Texto do documento:
O jovem:
desenvolvimento local, cultural e humano através da
arte na comunidade. O slogan do Instituto Pombas Urbanas resume
o trabalho voltado para o público jovem na comunidade
Cidade Tiradentes, zona sul da capital paulista. "O Lino
percebeu a energia da periferia na arte, pois é um
povo com uma história de vida muito tensa e um talento
artístico escondido. Ele acreditava que o talento não
vem do meio acadêmico e sim da vida", afirma Adriano
Mauriz, integrante da organização.
Idealizado por Lino Rojas, diretor de teatro peruano, Pombas
Urbanas foi criado em 1989 com um projeto de formação
para adolescentes de São Miguel Paulista, zona leste
de São Paulo. Diferente do ensino tradicional, o instituto
elaborava um sistema auto-sustentável que valoriza
o jovem como protagonista social. Ou seja, o grupo fazia apresentações
em ruas, centros culturais e teatros para arrecadar dinheiro
e investir em cursos e apresentações artísticas
nas comunidades.
Há 15 anos, Lino capacitou jovens da comunidade de
São Miguel Paulista com muita dificuldade financeira
e falta de espaço para dar as aulas de teatro, já
que eram poucos os que entendiam o método diferenciado
do diretor peruano. No entanto, sua luta pela linguagem cênica
que traz a poética do jovem contemporâneo acabou
em março de 2005, pois foi assassinado após
um assalto por um rapaz que, coincidentemente, era morador
de São Miguel Paulista e conhecia o trabalho do grupo
Pombas Urbanas. A partir deste fato, o grupo tem nove pessoas
como coordenadores, sendo algumas delas oriundas das aulas
de São Miguel e outras de vários locais da grande
São Paulo.

Registros a processar:
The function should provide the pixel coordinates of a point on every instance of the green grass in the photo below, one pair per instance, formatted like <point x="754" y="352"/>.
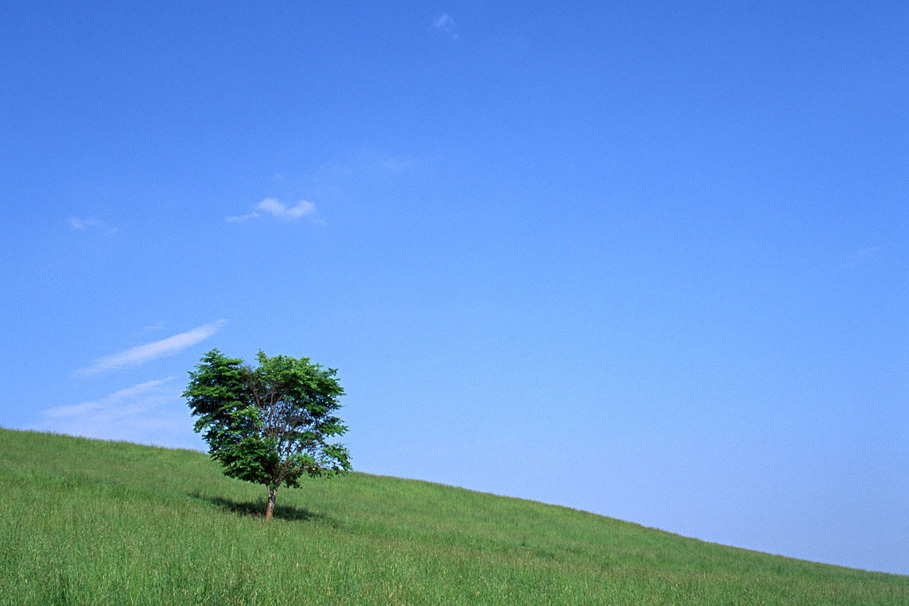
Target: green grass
<point x="90" y="522"/>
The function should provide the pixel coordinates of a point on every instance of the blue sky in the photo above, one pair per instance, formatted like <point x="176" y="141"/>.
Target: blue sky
<point x="637" y="258"/>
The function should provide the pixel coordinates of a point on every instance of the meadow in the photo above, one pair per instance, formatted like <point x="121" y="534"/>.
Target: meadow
<point x="92" y="522"/>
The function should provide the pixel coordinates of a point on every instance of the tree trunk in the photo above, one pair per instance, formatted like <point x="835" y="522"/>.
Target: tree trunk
<point x="272" y="497"/>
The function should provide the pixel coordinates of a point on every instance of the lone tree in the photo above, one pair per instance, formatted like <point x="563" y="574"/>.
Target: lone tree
<point x="271" y="424"/>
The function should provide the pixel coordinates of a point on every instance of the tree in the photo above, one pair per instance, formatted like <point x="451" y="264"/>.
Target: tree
<point x="270" y="424"/>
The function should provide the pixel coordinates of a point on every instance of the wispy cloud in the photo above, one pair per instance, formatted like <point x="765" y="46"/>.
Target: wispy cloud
<point x="275" y="208"/>
<point x="91" y="224"/>
<point x="149" y="413"/>
<point x="445" y="24"/>
<point x="151" y="351"/>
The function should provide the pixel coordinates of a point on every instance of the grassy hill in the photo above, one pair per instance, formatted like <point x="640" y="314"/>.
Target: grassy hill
<point x="90" y="522"/>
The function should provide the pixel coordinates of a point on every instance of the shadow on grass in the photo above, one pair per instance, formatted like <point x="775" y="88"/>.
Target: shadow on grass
<point x="257" y="509"/>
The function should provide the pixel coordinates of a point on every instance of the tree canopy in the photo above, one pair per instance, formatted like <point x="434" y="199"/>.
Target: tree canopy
<point x="271" y="424"/>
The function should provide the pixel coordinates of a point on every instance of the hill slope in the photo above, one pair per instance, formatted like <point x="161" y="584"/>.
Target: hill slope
<point x="90" y="522"/>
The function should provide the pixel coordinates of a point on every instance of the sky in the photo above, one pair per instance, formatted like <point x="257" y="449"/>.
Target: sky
<point x="645" y="259"/>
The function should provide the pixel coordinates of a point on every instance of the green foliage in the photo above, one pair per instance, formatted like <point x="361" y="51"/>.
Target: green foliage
<point x="90" y="522"/>
<point x="269" y="424"/>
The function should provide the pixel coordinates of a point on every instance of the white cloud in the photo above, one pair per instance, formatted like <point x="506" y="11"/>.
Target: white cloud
<point x="93" y="224"/>
<point x="445" y="24"/>
<point x="149" y="413"/>
<point x="277" y="209"/>
<point x="151" y="351"/>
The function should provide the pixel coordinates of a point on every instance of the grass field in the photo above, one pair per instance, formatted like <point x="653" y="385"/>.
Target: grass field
<point x="90" y="522"/>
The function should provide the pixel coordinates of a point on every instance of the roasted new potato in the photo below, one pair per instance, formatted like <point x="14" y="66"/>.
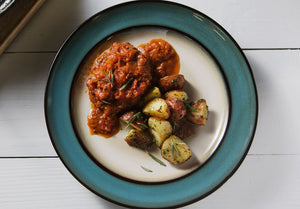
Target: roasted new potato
<point x="157" y="108"/>
<point x="160" y="129"/>
<point x="182" y="95"/>
<point x="152" y="94"/>
<point x="175" y="150"/>
<point x="183" y="129"/>
<point x="171" y="82"/>
<point x="135" y="119"/>
<point x="137" y="139"/>
<point x="198" y="112"/>
<point x="177" y="108"/>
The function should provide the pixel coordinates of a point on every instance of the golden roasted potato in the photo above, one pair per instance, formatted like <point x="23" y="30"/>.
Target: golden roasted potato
<point x="198" y="112"/>
<point x="135" y="119"/>
<point x="177" y="108"/>
<point x="175" y="150"/>
<point x="138" y="139"/>
<point x="152" y="94"/>
<point x="160" y="129"/>
<point x="182" y="95"/>
<point x="157" y="108"/>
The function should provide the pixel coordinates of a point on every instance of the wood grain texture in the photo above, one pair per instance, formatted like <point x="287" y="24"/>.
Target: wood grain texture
<point x="15" y="18"/>
<point x="23" y="80"/>
<point x="253" y="24"/>
<point x="31" y="174"/>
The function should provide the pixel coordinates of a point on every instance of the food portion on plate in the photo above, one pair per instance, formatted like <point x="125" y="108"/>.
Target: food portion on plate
<point x="141" y="86"/>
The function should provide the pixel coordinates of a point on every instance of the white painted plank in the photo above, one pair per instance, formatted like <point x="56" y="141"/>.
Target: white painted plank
<point x="253" y="24"/>
<point x="22" y="124"/>
<point x="277" y="77"/>
<point x="269" y="182"/>
<point x="23" y="79"/>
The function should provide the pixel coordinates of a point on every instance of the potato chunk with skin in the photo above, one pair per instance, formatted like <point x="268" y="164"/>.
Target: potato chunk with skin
<point x="177" y="108"/>
<point x="182" y="95"/>
<point x="137" y="139"/>
<point x="175" y="150"/>
<point x="160" y="129"/>
<point x="152" y="94"/>
<point x="134" y="119"/>
<point x="198" y="112"/>
<point x="157" y="108"/>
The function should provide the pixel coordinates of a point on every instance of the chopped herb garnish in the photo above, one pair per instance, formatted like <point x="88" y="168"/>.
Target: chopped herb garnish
<point x="156" y="159"/>
<point x="174" y="126"/>
<point x="124" y="86"/>
<point x="173" y="149"/>
<point x="146" y="169"/>
<point x="105" y="102"/>
<point x="133" y="118"/>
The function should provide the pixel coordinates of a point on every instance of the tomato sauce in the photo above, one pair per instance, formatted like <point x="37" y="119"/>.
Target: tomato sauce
<point x="163" y="57"/>
<point x="120" y="76"/>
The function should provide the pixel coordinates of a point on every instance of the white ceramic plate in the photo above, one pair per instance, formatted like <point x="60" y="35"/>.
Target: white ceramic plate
<point x="204" y="80"/>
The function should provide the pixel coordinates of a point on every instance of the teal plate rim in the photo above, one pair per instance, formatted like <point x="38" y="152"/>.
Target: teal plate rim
<point x="241" y="90"/>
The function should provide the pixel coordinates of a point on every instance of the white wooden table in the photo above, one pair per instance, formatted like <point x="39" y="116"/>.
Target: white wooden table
<point x="268" y="31"/>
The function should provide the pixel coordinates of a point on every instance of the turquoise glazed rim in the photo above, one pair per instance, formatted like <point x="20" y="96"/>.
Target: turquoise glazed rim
<point x="235" y="70"/>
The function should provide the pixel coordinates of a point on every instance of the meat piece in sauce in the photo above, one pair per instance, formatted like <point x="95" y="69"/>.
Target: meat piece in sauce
<point x="171" y="82"/>
<point x="117" y="80"/>
<point x="163" y="57"/>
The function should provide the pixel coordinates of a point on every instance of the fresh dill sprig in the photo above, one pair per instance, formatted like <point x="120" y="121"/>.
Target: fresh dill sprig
<point x="105" y="102"/>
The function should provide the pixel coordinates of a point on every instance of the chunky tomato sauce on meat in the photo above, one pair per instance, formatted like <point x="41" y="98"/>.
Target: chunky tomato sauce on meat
<point x="120" y="76"/>
<point x="163" y="57"/>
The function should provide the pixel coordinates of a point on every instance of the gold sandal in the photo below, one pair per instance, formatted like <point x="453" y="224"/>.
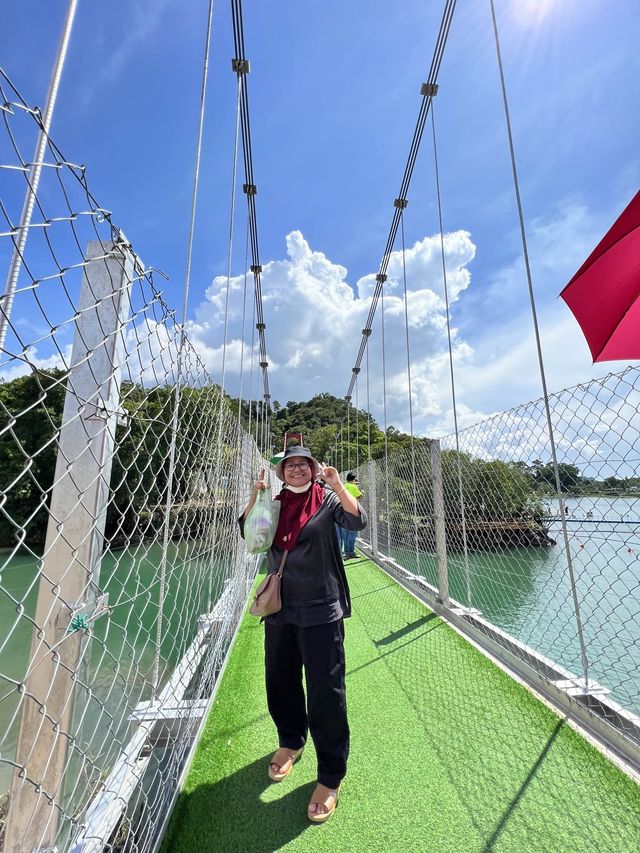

Problema proposto 1:
Informe quantas linhas dos registros contêm a palavra "garnish" e responda somente com o número.
Problema proposto 2:
Prossiga com o texto sobre o Instituto Pombas Urbanas a partir do ponto em que ele termina.

Resultado 1:
2

Resultado 2:
Apesar da morte de Lino, os coordenadores continuam com
o mesmo objetivo: continuar com o trabalho do Pombas Urbanas;
consolidar o projeto "Arte em Construção",
que pretende ser um centro cultural no bairro Cidade Tiradentes;
e ampliar projetos culturais em cinema, fotografia e outras
áreas. O que era um terreno incendiado e com riscos
de demolição tornou-se um galpão asfaltado
com as paredes pintadas pela arte do grafite e crianças
brincando na estrutura de ferro em formato de baleia de uma
peça do Pombas e o monociclo utilizado nas aulas de
circo. Mas ainda sobra espaço e falta dinheiro para
realizar todos os projetos idealizados pelo grupo.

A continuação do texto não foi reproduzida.